▶ [ESERCIZIO PROPOSTO A]
Per favore, riporta tutti i record qui sotto, non il testo sulla crisi bancaria, come CSV a due colonne intitolate istruzione e risposta. Metti una riga per record, con il testo dell'istruzione e la sua risposta, ognuno in un unico campo tra virgolette e con gli a capo sostituiti da spazi.

▶ [TESTO FORNITO]
┌────────

Il potere delle banche viene infine ridotto anche attraverso l’introduzione di obblighi di maggiore trasparenza relativamente ai titoli collocati presso la clientela: il provvedimento di legge relativo (il Securities Exchange Act) viene assunto nel 1934; esso però era destinato a dispiegare i suoi effetti solo dopo la Seconda Guerra Mondiale, anche perché solo nel dopoguerra i volumi trattati tornarono ad essere confrontabili con quelli anteriori al crollo del 1929 la Borsa di Wall Street (9).
Anche in Italia la crisi, esplosa nel 1930, investe direttamente il rapporto banca-industria: infatti, in presenza di fallimenti industriali a catena, l’immobilizzazione di capitali delle banche nelle imprese si rivela eccessiva e provoca una crisi bancaria sistemica. Il Banco di Roma è in crisi sin dalla fine degli anni Venti. Nel 1930 è il Credito Italiano a trovarsi sull’orlo del fallimento. Nel 1931 è la volta della Banca Commerciale. La crisi delle banche è tale che rischia di travolgere la stessa Banca d’Italia. Anche in Italia si decide perciò di recidere il legame tra banca e industria.
Viene creato l’Istituto di Ricostruzione Industriale (IRI), che rileva le 3 banche in crisi; queste cedono all’IRI tutti i titoli di proprietà e i crediti immobilizzati nelle imprese, ricevendo in cambio le somme necessarie a ricostituirne la liquidità. Però d’ora in avanti sono vincolate ad esercitare solo il credito ordinario (cioè non il credito industriale, e neppure l’attività di banca d’investimento).

└────────

▶ [MATERIALE PRESENTATO]
┌────────

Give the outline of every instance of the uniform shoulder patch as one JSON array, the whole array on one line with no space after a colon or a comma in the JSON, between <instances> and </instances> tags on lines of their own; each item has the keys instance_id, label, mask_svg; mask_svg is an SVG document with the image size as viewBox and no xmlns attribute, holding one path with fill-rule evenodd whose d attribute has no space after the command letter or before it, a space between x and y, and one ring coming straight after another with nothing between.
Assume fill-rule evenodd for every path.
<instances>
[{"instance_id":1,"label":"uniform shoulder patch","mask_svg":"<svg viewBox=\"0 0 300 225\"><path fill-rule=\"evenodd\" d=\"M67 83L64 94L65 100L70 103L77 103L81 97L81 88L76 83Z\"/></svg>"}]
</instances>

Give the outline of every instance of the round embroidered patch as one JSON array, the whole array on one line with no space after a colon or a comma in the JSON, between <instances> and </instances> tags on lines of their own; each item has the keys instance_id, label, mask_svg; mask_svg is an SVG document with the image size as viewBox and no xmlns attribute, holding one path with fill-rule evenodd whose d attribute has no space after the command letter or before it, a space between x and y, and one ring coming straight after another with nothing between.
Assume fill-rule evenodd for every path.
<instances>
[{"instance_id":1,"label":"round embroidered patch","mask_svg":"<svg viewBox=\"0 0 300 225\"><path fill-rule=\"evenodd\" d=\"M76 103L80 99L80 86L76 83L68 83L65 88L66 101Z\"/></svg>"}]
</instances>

└────────

▶ [ESERCIZIO PROPOSTO B]
Cita alla lettera, dal testo sulla crisi bancaria, il passo da "Il potere delle" a "Wall Street (9).".

▶ [RISPOSTA COMPLETA A]
istruzione,risposta
"Give the outline of every instance of the uniform shoulder patch as one JSON array, the whole array on one line with no space after a colon or a comma in the JSON, between <instances> and </instances> tags on lines of their own; each item has the keys instance_id, label, mask_svg; mask_svg is an SVG document with the image size as viewBox and no xmlns attribute, holding one path with fill-rule evenodd whose d attribute has no space after the command letter or before it, a space between x and y, and one ring coming straight after another with nothing between. Assume fill-rule evenodd for every path.","<instances> [{""instance_id"":1,""label"":""uniform shoulder patch"",""mask_svg"":""<svg viewBox=\""0 0 300 225\""><path fill-rule=\""evenodd\"" d=\""M67 83L64 94L65 100L70 103L77 103L81 97L81 88L76 83Z\""/></svg>""}] </instances>"
"Give the outline of every instance of the round embroidered patch as one JSON array, the whole array on one line with no space after a colon or a comma in the JSON, between <instances> and </instances> tags on lines of their own; each item has the keys instance_id, label, mask_svg; mask_svg is an SVG document with the image size as viewBox and no xmlns attribute, holding one path with fill-rule evenodd whose d attribute has no space after the command letter or before it, a space between x and y, and one ring coming straight after another with nothing between. Assume fill-rule evenodd for every path.","<instances> [{""instance_id"":1,""label"":""round embroidered patch"",""mask_svg"":""<svg viewBox=\""0 0 300 225\""><path fill-rule=\""evenodd\"" d=\""M76 103L80 99L80 86L76 83L68 83L65 88L66 101Z\""/></svg>""}] </instances>"

▶ [RISPOSTA COMPLETA B]
Il potere delle banche viene infine ridotto anche attraverso l’introduzione di obblighi di maggiore trasparenza relativamente ai titoli collocati presso la clientela: il provvedimento di legge relativo (il Securities Exchange Act) viene assunto nel 1934; esso però era destinato a dispiegare i suoi effetti solo dopo la Seconda Guerra Mondiale, anche perché solo nel dopoguerra i volumi trattati tornarono ad essere confrontabili con quelli anteriori al crollo del 1929 la Borsa di Wall Street (9).